**GIVEN INSTRUCTION 1:**
Report every line in the rows below that contains the word "birch", matching case exactly.
*** DOCUMENT EXTRACT ***
[mercury-users] How efficient is mercury?

David Overton dmo at cs.mu.OZ.AU
Tue Apr 20 07:32:02 AEST 2004


On Tue, Apr 13, 2004 at 11:00:24AM +1000, Ralph Becket wrote:
> The main difference between OCaml and Mercury is that Mercury is a
> purely declarative language whereas OCaml makes it easy to mix
> imperative and functional programming styles.  The Mercury philosophy is
> that combining the two styles makes it more likely that programs will
> contain bugs (it's much harder for the compiler to automatically
> identify errors), can inhibit optimisation (for similar reasons), and
> can reduce reusability (shared state has a tendency to spread throughout
> a program.)  That said, Mercury does allow you to embed impure code in
> your program provided you explicitly label it as such.  Mercury also has
> a world class foreign language interface and works very well with a
> number of C compilers, including Visual C.  You can use imperative
> structures such as arrays and pointer graphs in Mercury, but being
> purely declarative means that doing so incurrs some syntactic overhead
> (i.e. your programs will be a little longer, but should run just as
> quickly.)

After being a Mercury developer for several years I've recently started
a new job where I'm programming in Ocaml.  I can't comment on the
efficiency difference between them because I haven't done any
comparisons.  I'll give a few comments on my experience moving to OCaml.
***
**GIVEN INSTRUCTION 2:**
Reproduce the whole mailing list post on Mercury and OCaml above, word for word.
*** RECORDED DATA ***
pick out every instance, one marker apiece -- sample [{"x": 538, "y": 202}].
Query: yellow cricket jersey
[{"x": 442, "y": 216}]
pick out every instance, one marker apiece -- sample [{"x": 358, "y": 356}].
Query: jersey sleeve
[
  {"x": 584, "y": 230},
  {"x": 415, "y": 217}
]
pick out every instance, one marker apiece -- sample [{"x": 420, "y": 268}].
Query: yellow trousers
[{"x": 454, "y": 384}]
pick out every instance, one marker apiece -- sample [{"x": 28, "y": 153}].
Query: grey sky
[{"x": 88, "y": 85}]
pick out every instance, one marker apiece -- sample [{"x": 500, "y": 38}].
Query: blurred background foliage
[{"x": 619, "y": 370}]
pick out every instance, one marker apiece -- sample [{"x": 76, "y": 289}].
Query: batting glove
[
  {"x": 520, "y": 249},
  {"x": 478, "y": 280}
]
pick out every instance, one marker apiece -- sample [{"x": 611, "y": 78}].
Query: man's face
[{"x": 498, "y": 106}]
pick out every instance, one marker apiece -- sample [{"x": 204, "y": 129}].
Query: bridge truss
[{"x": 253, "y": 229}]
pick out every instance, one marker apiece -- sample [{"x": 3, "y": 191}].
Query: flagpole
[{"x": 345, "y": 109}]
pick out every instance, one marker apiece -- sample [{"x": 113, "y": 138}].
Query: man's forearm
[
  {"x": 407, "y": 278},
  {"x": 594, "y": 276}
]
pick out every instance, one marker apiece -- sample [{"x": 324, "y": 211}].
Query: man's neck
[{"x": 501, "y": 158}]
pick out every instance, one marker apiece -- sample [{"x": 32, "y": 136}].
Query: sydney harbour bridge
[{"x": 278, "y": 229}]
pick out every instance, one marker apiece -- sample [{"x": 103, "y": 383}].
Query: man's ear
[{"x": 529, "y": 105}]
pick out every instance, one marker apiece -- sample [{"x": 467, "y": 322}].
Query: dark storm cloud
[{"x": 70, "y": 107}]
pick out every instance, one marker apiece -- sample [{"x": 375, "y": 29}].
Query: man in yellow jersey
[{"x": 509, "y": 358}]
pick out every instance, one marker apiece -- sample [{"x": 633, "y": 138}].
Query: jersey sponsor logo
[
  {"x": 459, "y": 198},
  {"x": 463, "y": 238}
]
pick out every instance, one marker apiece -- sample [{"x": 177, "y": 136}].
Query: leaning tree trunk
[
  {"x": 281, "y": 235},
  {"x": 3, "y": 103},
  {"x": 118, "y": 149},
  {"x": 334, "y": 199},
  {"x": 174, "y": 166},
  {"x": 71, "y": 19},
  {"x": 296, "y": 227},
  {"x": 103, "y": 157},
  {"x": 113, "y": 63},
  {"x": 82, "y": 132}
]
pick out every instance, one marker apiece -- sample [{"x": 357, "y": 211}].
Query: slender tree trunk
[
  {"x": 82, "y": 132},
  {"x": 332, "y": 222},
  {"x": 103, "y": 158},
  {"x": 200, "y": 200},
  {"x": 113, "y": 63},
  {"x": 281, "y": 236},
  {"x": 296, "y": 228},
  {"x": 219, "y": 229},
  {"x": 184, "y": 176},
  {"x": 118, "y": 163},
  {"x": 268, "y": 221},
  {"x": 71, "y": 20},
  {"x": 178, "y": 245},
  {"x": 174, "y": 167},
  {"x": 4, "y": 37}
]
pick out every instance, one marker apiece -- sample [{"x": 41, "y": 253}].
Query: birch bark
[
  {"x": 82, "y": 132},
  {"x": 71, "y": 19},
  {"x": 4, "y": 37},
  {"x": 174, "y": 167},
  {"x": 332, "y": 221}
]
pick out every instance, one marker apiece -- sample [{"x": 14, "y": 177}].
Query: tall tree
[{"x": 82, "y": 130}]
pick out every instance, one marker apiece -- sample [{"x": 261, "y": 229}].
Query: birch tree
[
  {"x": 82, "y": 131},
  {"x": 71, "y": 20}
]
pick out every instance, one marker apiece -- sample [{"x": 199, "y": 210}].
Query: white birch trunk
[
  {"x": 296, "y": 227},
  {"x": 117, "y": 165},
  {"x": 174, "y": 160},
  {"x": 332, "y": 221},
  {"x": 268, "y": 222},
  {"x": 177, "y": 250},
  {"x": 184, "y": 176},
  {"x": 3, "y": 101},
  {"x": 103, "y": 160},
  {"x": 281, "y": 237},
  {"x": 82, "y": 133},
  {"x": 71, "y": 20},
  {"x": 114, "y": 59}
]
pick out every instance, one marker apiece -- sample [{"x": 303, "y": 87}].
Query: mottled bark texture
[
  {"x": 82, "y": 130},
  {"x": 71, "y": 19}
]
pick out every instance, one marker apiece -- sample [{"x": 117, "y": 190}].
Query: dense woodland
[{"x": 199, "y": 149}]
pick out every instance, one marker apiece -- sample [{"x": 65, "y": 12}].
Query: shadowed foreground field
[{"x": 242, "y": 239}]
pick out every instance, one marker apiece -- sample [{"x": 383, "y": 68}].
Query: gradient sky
***
**FULL RESPONSE 1:**
Query: birch bark
Query: birch tree
Query: white birch trunk

**FULL RESPONSE 2:**
[mercury-users] How efficient is mercury?

David Overton dmo at cs.mu.OZ.AU
Tue Apr 20 07:32:02 AEST 2004


On Tue, Apr 13, 2004 at 11:00:24AM +1000, Ralph Becket wrote:
> The main difference between OCaml and Mercury is that Mercury is a
> purely declarative language whereas OCaml makes it easy to mix
> imperative and functional programming styles.  The Mercury philosophy is
> that combining the two styles makes it more likely that programs will
> contain bugs (it's much harder for the compiler to automatically
> identify errors), can inhibit optimisation (for similar reasons), and
> can reduce reusability (shared state has a tendency to spread throughout
> a program.)  That said, Mercury does allow you to embed impure code in
> your program provided you explicitly label it as such.  Mercury also has
> a world class foreign language interface and works very well with a
> number of C compilers, including Visual C.  You can use imperative
> structures such as arrays and pointer graphs in Mercury, but being
> purely declarative means that doing so incurrs some syntactic overhead
> (i.e. your programs will be a little longer, but should run just as
> quickly.)

After being a Mercury developer for several years I've recently started
a new job where I'm programming in Ocaml.  I can't comment on the
efficiency difference between them because I haven't done any
comparisons.  I'll give a few comments on my experience moving to OCaml.